Compito da svolgere: Prosegui il testo sulla veranda condominiale e sulle distanze dalle vedute, ripartendo subito dopo l'ultima frase riportata.

Testo citato:
Più esattamente la corte territoriale ha vagliato nel complesso – non ha dunque obliterato la disamina di punti decisivi – e dipoi ha in maniera inappuntabile selezionato il materiale probatorio cui ha inteso ancorare il suo dictum (“a seguito dell’esame diretto dei rilievi fotografici allegati alla relazione di c.t.u., (…) si rileva che trattasi di costruzione di dimensioni notevoli, posta (…) nel prospetto dell’edificio, sito sulla via (OMISSIS), dalla quale è chiaramente visibile, che deturpa notevolmente la facciata, importando una lesione della sua linea armonica e della sua simmetria”: così sentenza d’appello, pag. 5; che la “veranda è stata realizzata, come la veranda originaria, a distanza di cm. 25 dalla soletta del balcone dell’appartamento S.”: così sentenza d’appello, pag. 7), altresì palesando in forma nitida e coerente il percorso decisorio seguito (“a seguito dell’esame diretto dei rilievi fotografici allegati alla relazione di c.t.u., (…)”: così sentenza d’appello, pag. 7).

In pari tempo, il dictum della corte palermitana è perfettamente in linea con gli insegnamenti di questa Corte di legittimità, che, difatti, spiega quanto segue.

In primo luogo, che l’art. 907 c.c. , in tema di distanze delle costruzioni dalle vedute, è applicabile anche nei rapporti tra condomini di un edificio, non derogando l’art. 1102 c.c. , al disposto del citato art. 907 c.c. (cfr. Cass. 2.10.2000, n. 13012); che, segnatamente, il proprietario del singolo piano di un edificio condominiale ha diritto di esercitare dalle proprie aperture la veduta in appiombo fino alla base dell’edificio e di opporsi conseguentemente alla costruzione di altro condomino (nella specie, un pergolato realizzato a copertura del terrazzo del rispettivo appartamento), che, direttamente o indirettamente, pregiudichi l’esercizio di tale suo diritto, senza che possano rilevare le esigenze di contemperamento con i diritti di proprietà ed alla riservatezza del vicino, avendo operato già l’art. 907 c.c. , il bilanciamento tra l’interesse alla medesima riservatezza ed il valore sociale espresso dal diritto di veduta, in quanto luce ed aria assicurano l’igiene degli edifici e soddisfano bisogni elementari di chi li abita (cfr. Cass. 16.1.2013, n. 955).

Dati registrati:
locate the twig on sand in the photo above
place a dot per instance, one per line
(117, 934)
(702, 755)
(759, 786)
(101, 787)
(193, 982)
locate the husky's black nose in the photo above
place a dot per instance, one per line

Risultato finale:
In secondo luogo, che la violazione del diritto di veduta del proprietario di un’unità immobiliare si determina quando viene realizzata una “fabbrica”, a distanza inferiore da quella prevista dalla legge, di qualsiasi materiale e forma tanto, si badi, in rapporto alla deduzione del ricorrente principale secondo cui la tettoia de qua non può essere considerata una costruzione, idonea ad ostacolare stabilmente l’esercizio della “inspectio” e della “prospectio” nonchè di godere di luce ed aria dalla veduta (cfr. Cass. 30.1.2008, n. 2209); che, segnatamente, il condomino che abbia trasformato il proprio balcone in veranda, elevandola sino alla soglia del balcone sovrastante, è soggetto alla normativa sulle distanze di cui all’art. 907 c.c. , quando la costruzione insista su altra area del terrazzo non ricadente in quella del sovrastante balcone, mentre non è tenuto ad analogo rispetto qualora la veranda insista esattamente nell’area del balcone senza debordare dal suo perimetro, in modo da non limitare la veduta in avanti e a piombo del proprietario sovrastante (cfr. Cass. 7.8.2007, n. 17317).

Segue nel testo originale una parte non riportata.